Items from a data source:

========================

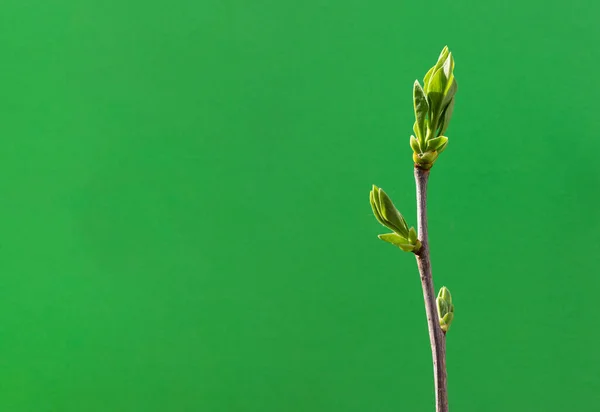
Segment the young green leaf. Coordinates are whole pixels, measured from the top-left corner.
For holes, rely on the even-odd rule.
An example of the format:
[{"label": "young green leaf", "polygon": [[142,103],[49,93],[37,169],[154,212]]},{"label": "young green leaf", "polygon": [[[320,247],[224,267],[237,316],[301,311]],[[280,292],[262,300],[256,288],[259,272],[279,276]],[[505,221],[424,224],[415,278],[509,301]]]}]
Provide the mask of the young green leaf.
[{"label": "young green leaf", "polygon": [[427,70],[427,73],[425,73],[425,77],[423,78],[423,88],[424,89],[427,88],[427,84],[429,83],[429,79],[431,79],[431,75],[433,74],[434,70],[435,70],[435,66],[433,66],[431,69]]},{"label": "young green leaf", "polygon": [[412,135],[410,136],[410,148],[415,153],[421,153],[421,147],[419,146],[419,141]]},{"label": "young green leaf", "polygon": [[417,136],[417,139],[419,139],[419,142],[420,142],[422,139],[422,134],[421,134],[421,130],[419,129],[419,123],[416,120],[413,124],[413,132],[415,132],[415,136]]},{"label": "young green leaf", "polygon": [[425,89],[425,93],[429,95],[429,93],[439,93],[443,94],[448,82],[448,78],[444,74],[444,69],[439,68],[431,75],[431,80],[427,85],[427,89]]},{"label": "young green leaf", "polygon": [[409,244],[408,239],[400,236],[398,233],[385,233],[383,235],[377,235],[377,237],[395,246]]},{"label": "young green leaf", "polygon": [[437,298],[435,300],[435,303],[437,305],[439,318],[441,319],[449,312],[448,303],[444,299],[441,299],[441,298]]},{"label": "young green leaf", "polygon": [[432,124],[437,123],[437,116],[441,111],[441,104],[444,98],[444,89],[446,88],[446,82],[448,79],[445,77],[444,70],[439,68],[431,76],[429,81],[429,87],[425,90],[427,98],[429,99],[429,113],[430,122]]},{"label": "young green leaf", "polygon": [[440,124],[440,130],[439,130],[440,135],[446,133],[446,130],[448,130],[448,126],[450,125],[450,119],[452,118],[453,111],[454,111],[454,99],[450,100],[450,102],[444,109],[444,113],[442,114],[442,123]]},{"label": "young green leaf", "polygon": [[379,216],[381,216],[381,218],[383,219],[383,216],[381,215],[381,199],[379,199],[379,194],[380,194],[380,188],[378,188],[377,186],[373,185],[373,202],[375,203],[375,207],[377,208],[377,212],[379,213]]},{"label": "young green leaf", "polygon": [[[388,243],[391,243],[394,246],[399,247],[400,249],[402,249],[405,252],[414,252],[415,250],[418,250],[416,245],[411,245],[408,242],[408,239],[400,236],[397,233],[386,233],[384,235],[378,235],[378,237],[381,240],[384,240]],[[420,247],[420,245],[419,245],[419,247]]]},{"label": "young green leaf", "polygon": [[415,109],[415,118],[417,121],[417,137],[422,142],[425,139],[425,118],[427,117],[427,113],[429,112],[429,104],[427,103],[427,97],[425,96],[425,92],[423,88],[419,84],[418,80],[415,80],[415,84],[413,87],[413,105]]},{"label": "young green leaf", "polygon": [[418,250],[415,245],[398,245],[398,247],[405,252],[415,252]]},{"label": "young green leaf", "polygon": [[444,75],[446,76],[446,79],[450,80],[450,76],[452,75],[452,71],[454,70],[454,58],[452,57],[451,52],[448,52],[448,55],[444,59],[442,68],[444,69]]},{"label": "young green leaf", "polygon": [[447,333],[450,329],[450,325],[452,324],[452,320],[454,319],[454,313],[446,313],[443,318],[440,319],[440,328]]},{"label": "young green leaf", "polygon": [[448,57],[448,55],[450,54],[450,49],[448,49],[448,46],[444,46],[444,48],[442,49],[440,56],[437,59],[437,63],[436,66],[441,67],[441,65],[444,63],[444,61],[446,60],[446,58]]},{"label": "young green leaf", "polygon": [[377,219],[377,221],[379,223],[381,223],[383,226],[387,227],[385,220],[383,220],[383,217],[379,213],[379,206],[375,199],[375,194],[378,192],[379,192],[379,188],[377,186],[373,185],[373,189],[369,192],[369,201],[371,202],[371,209],[373,209],[373,214],[375,215],[375,218]]},{"label": "young green leaf", "polygon": [[429,163],[433,164],[438,158],[437,152],[425,152],[419,155],[419,164]]},{"label": "young green leaf", "polygon": [[440,53],[440,55],[437,59],[437,62],[435,63],[435,66],[433,66],[431,69],[429,69],[429,71],[425,75],[425,79],[423,80],[425,90],[427,90],[427,83],[429,80],[431,80],[431,76],[440,67],[442,67],[442,65],[444,64],[444,61],[446,61],[446,58],[448,57],[448,53],[449,53],[448,46],[444,46],[444,48],[442,49],[442,52]]},{"label": "young green leaf", "polygon": [[450,100],[454,99],[456,92],[458,91],[458,83],[454,78],[454,74],[450,74],[450,78],[448,79],[448,84],[446,85],[446,89],[444,90],[444,100],[442,101],[442,107],[446,107]]},{"label": "young green leaf", "polygon": [[389,198],[383,189],[379,188],[379,212],[383,219],[388,223],[388,227],[403,237],[408,237],[408,225],[402,214],[396,209],[392,199]]},{"label": "young green leaf", "polygon": [[414,227],[411,227],[408,231],[408,240],[411,243],[411,245],[417,244],[417,231]]},{"label": "young green leaf", "polygon": [[448,140],[446,140],[446,142],[444,144],[442,144],[440,147],[438,147],[438,149],[437,149],[438,155],[440,153],[442,153],[444,150],[446,150],[447,146],[448,146]]},{"label": "young green leaf", "polygon": [[445,145],[446,143],[448,143],[448,138],[446,136],[436,137],[427,142],[427,150],[438,150],[441,146]]}]

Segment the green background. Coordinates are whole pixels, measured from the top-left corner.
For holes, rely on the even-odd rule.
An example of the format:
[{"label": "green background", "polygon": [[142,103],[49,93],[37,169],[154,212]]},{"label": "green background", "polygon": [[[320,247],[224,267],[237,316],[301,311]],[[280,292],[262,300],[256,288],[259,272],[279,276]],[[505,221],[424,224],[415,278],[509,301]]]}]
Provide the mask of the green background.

========================

> _WHAT IS REQUIRED_
Every line above that includes the string "whole" needs to be copied.

> _RESPONSE TO THIS EXERCISE_
Segment the young green leaf. Coordinates are whole pixels, measured from the top-left corner.
Segment the green background. Coordinates are whole pixels, measured from the top-left corner.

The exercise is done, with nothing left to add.